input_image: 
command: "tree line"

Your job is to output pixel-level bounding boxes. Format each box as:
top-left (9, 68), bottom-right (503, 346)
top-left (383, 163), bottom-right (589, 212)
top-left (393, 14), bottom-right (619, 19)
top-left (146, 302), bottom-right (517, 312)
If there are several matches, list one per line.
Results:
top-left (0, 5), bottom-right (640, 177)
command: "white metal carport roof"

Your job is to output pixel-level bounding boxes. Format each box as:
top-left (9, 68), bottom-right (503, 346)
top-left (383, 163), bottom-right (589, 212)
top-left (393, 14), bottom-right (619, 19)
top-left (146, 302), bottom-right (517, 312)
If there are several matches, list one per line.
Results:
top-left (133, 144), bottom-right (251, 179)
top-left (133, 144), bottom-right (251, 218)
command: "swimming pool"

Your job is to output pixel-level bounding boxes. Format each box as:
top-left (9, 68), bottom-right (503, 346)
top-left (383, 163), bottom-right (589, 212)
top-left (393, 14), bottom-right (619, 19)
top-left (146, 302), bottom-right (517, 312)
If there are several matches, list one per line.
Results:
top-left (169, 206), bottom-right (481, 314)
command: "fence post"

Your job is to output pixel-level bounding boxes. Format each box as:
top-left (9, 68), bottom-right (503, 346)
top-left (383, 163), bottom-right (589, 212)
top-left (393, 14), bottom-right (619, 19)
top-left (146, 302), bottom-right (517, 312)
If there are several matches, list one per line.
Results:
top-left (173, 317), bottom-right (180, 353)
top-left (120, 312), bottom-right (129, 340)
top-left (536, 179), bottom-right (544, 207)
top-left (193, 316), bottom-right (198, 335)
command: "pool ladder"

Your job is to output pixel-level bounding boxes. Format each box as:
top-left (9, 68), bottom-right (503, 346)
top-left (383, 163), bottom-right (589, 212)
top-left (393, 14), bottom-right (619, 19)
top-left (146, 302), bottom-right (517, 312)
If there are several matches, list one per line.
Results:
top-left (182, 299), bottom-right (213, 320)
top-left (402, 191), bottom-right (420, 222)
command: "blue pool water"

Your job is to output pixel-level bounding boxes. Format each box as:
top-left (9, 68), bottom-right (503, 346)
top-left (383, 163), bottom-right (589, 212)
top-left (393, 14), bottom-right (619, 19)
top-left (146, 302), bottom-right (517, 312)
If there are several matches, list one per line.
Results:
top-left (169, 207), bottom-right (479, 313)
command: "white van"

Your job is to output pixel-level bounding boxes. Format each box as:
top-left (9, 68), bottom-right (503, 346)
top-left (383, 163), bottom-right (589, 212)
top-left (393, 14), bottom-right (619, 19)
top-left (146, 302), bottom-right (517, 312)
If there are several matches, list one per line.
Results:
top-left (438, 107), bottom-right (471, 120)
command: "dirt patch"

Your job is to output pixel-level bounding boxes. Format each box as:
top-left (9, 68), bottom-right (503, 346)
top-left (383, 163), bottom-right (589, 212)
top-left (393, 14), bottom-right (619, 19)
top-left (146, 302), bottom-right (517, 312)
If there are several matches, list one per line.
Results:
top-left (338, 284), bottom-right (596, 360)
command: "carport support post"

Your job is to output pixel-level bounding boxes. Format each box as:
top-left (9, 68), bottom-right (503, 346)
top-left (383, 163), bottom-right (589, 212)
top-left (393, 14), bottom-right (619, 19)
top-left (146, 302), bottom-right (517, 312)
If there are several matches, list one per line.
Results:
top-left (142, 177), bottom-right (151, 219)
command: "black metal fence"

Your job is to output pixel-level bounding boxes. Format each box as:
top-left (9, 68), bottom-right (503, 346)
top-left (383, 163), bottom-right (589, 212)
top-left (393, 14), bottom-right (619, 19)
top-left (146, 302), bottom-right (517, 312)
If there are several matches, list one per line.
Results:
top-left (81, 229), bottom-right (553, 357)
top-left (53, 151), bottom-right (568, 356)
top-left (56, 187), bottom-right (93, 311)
★ ★ ★ ★ ★
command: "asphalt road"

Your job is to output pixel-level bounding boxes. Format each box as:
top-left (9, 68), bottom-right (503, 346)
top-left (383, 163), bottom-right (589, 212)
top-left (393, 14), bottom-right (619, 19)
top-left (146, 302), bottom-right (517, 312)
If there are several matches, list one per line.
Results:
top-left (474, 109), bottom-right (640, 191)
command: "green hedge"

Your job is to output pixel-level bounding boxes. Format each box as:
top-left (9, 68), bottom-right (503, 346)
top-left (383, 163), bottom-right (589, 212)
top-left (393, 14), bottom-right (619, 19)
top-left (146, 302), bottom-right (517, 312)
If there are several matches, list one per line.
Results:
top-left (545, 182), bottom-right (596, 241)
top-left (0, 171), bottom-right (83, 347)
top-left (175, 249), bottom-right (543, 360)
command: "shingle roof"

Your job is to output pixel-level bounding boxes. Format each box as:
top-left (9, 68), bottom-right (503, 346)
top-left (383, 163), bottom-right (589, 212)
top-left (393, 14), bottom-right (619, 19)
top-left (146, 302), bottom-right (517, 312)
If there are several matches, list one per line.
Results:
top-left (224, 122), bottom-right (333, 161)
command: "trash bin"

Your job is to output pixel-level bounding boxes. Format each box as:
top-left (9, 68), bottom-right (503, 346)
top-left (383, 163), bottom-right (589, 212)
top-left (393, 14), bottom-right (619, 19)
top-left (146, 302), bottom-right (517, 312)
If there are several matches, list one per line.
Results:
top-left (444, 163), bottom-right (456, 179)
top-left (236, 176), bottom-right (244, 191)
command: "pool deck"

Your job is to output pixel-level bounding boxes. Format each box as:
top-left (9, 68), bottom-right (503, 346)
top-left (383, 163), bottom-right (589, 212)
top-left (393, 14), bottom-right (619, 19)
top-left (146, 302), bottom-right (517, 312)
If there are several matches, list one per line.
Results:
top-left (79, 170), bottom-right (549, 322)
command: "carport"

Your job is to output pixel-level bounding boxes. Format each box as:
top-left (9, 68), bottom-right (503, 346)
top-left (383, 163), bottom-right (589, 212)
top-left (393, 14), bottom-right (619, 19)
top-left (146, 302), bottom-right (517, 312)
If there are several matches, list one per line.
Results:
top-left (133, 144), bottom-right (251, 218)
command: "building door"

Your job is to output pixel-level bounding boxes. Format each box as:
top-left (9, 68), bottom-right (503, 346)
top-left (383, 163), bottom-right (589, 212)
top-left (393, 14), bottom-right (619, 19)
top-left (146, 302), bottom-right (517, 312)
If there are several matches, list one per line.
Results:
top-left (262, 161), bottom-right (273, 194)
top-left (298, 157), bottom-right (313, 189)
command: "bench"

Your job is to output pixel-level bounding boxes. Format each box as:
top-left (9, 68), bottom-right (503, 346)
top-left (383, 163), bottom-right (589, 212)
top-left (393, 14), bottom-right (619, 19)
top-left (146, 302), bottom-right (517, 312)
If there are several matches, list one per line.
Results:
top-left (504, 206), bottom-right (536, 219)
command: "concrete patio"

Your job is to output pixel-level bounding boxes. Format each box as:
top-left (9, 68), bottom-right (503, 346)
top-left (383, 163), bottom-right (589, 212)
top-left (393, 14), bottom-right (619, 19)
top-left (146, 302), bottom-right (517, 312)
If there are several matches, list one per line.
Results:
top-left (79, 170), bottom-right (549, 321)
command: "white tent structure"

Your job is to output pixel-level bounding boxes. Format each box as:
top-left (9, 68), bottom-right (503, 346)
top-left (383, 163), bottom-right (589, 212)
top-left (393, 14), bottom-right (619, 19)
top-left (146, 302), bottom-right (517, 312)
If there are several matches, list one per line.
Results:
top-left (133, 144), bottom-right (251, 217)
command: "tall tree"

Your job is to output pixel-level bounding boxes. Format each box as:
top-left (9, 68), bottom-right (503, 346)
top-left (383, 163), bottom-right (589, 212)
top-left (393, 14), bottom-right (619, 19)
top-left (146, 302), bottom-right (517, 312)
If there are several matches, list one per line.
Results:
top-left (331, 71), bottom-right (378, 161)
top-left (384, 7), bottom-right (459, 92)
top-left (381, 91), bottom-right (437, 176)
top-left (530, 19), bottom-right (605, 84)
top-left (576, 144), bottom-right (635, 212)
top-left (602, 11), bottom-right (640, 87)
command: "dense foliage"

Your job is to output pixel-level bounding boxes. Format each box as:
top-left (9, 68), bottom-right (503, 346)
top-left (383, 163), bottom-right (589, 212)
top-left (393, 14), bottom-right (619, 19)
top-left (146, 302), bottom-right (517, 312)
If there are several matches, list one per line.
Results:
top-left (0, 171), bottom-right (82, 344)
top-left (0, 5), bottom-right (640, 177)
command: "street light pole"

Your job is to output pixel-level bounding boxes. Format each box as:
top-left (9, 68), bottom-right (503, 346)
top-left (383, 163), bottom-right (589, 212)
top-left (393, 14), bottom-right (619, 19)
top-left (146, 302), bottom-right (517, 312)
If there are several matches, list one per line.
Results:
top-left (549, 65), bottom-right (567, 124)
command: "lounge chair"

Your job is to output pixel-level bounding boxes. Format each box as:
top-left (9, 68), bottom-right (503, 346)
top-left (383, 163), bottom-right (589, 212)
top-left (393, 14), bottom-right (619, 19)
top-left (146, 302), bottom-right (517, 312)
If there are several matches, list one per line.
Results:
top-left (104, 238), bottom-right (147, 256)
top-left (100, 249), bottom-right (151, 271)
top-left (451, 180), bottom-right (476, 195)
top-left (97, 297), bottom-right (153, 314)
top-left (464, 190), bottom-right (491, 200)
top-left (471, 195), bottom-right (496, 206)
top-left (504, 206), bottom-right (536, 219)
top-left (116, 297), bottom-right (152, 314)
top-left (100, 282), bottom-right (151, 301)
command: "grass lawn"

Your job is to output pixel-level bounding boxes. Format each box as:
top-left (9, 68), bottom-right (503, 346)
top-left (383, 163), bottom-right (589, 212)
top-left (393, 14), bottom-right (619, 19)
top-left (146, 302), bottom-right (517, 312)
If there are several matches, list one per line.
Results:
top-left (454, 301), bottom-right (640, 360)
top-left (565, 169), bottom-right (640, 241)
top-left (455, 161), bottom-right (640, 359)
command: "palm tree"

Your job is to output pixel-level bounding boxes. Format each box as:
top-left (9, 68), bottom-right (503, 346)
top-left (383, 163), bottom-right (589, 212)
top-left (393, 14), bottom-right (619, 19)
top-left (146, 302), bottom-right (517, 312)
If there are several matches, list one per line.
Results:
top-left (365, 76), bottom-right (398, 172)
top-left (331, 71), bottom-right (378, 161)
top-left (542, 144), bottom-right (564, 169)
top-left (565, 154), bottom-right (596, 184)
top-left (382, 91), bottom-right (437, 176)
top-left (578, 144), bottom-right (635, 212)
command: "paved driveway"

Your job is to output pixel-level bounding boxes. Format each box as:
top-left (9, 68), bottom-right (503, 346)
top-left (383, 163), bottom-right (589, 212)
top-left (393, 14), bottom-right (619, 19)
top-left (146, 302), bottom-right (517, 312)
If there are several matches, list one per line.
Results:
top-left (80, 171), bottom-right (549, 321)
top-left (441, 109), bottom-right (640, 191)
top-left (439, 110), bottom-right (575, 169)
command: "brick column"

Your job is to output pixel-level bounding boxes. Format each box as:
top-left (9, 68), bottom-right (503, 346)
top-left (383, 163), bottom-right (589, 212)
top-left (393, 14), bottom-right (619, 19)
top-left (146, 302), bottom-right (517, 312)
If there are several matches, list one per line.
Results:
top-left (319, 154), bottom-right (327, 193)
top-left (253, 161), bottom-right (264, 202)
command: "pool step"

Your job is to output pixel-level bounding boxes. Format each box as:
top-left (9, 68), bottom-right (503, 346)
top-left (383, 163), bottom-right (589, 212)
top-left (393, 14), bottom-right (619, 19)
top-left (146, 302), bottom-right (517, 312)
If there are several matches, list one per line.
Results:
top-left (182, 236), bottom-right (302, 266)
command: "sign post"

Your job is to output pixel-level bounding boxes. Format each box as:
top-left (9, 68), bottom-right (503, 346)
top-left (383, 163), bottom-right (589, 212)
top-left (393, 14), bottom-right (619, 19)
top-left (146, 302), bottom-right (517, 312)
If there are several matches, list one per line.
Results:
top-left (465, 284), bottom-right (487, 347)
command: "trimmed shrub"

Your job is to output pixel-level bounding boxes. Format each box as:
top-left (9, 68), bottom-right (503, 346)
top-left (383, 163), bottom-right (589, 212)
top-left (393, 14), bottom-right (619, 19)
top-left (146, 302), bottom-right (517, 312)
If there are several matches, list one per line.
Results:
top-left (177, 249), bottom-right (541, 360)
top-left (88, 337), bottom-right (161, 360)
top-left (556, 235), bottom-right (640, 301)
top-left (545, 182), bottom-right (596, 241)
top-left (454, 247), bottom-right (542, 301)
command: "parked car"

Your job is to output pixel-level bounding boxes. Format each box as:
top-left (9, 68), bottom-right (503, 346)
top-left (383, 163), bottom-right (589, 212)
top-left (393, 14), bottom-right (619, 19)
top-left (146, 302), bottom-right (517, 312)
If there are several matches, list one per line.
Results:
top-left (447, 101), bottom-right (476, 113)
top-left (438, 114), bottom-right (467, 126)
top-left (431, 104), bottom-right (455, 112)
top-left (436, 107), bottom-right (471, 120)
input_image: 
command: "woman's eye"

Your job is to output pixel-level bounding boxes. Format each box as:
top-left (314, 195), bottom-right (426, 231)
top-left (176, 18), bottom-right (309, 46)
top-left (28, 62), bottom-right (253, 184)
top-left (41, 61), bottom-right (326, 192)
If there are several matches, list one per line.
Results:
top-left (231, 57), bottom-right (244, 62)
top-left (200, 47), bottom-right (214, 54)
★ ★ ★ ★ ★
§ Directive: Gather every line above that contains the word "pool", and count only matches with the same case.

§ Exercise output:
command: "swimming pool"
command: "pool ladder"
command: "blue pool water"
command: "pool deck"
command: "pool step"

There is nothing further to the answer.